Text segment:
This is the Nissan Z Proto and it proves that old-school sports cars are not dead in the 21st century.
The original 240Z tracks back to 1969 and the same basic formula – front engine, manual gearbox, rear-wheel drive, two seats – is being continued in the upcoming seventh-generation Z.
The power-plant will be a twin-turbo V6, feeding to a six-speed manual shift, and there is no hint of any electrification.
The unveiling of the all-new Z is the final stage before full-scale production, although Nissan is not yet ready to share details on timing, pricing, or the car’s arrival in Australia. It confirms the car is 4382 millimetres long, 1850 wide and 1310 tall, with 255×40 R19 front tyres and 285×35 rubber on the rear.
Crucially, the reveal of the car includes footage of it driving at a Nissan test track, often accompanied by cars from the sixth previous generations of Z-Car.
“The Z Proto you see here is not a concept. The look is close to final,” says Nissan’s CEO, Makoto Uchida, as he unveils the car at Nissan’s design headquarters at Yokohama in Japan.
“Now we are taking the Z to the next level. I’m excited to announce that the new Z is coming.”
He has plenty of upbeat talk around the car, which stars with bright yellow bodywork and a black roof, as well as the traditional bank of three gauges in he centre of the dashboard.
“We want your drive to be powerful, exciting and engaging. It’s proof that we can do what others don’t dare to do,” Uchida says.
“With the Z we are bringing drivers that excitement of a pure sports car. The Z is our DNA. The Z shows our passion for emotional design and the joy of driving.”
The big question, now, is what is happening to the Nissan GT-R. With the long-running Z-car heading for a complete overhaul it should mean that the GT-R will be next, but perhaps with more of an electric input than the straightforward Z Proto.

Dataset entries:
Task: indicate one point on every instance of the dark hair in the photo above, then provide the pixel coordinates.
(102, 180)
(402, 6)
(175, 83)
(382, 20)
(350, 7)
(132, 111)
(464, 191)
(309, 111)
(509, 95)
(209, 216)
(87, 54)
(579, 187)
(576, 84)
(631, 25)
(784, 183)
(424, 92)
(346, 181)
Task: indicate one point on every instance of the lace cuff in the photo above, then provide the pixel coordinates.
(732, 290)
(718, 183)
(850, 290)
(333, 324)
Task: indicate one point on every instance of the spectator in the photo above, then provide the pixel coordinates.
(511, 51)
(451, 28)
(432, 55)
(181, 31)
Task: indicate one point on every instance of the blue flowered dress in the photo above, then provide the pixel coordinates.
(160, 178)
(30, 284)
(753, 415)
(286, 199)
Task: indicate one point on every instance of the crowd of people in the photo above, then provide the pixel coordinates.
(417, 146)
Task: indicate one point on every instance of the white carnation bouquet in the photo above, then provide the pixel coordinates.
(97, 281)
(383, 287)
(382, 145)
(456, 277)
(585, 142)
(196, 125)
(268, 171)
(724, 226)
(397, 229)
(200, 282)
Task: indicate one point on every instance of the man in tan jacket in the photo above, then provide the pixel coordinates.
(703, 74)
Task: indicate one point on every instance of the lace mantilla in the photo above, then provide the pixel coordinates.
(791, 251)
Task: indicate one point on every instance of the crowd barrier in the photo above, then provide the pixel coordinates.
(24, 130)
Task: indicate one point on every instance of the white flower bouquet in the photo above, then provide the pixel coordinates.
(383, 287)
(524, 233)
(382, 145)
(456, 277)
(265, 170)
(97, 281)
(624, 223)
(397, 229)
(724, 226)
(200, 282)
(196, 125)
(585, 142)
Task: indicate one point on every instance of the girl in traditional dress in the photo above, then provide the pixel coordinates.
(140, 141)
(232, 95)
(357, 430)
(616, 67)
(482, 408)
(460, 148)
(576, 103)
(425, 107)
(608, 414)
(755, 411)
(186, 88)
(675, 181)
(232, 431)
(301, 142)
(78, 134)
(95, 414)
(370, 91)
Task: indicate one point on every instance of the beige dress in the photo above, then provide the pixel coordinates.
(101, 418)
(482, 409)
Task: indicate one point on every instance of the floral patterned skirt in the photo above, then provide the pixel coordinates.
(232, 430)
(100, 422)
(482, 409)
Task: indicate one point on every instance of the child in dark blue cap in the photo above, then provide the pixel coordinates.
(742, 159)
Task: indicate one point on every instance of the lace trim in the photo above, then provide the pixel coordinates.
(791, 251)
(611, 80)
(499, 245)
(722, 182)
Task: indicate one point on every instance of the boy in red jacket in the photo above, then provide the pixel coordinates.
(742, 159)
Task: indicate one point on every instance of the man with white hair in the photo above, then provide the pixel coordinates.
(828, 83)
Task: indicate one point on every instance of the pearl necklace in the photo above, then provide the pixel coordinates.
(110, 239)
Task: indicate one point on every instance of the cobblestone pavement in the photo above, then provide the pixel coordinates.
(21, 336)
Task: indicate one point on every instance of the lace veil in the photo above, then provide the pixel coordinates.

Parts of the exercise:
(a) According to the Nissan Z Proto article, what power-plant and transmission will the new Z use?
(b) Transcribe the part of the Nissan Z Proto article starting with "This is the" and going on through "on the rear.".

Answers for this exercise:
(a) A twin-turbo V6 feeding a six-speed manual.

(b)
This is the Nissan Z Proto and it proves that old-school sports cars are not dead in the 21st century.
The original 240Z tracks back to 1969 and the same basic formula – front engine, manual gearbox, rear-wheel drive, two seats – is being continued in the upcoming seventh-generation Z.
The power-plant will be a twin-turbo V6, feeding to a six-speed manual shift, and there is no hint of any electrification.
The unveiling of the all-new Z is the final stage before full-scale production, although Nissan is not yet ready to share details on timing, pricing, or the car’s arrival in Australia. It confirms the car is 4382 millimetres long, 1850 wide and 1310 tall, with 255×40 R19 front tyres and 285×35 rubber on the rear.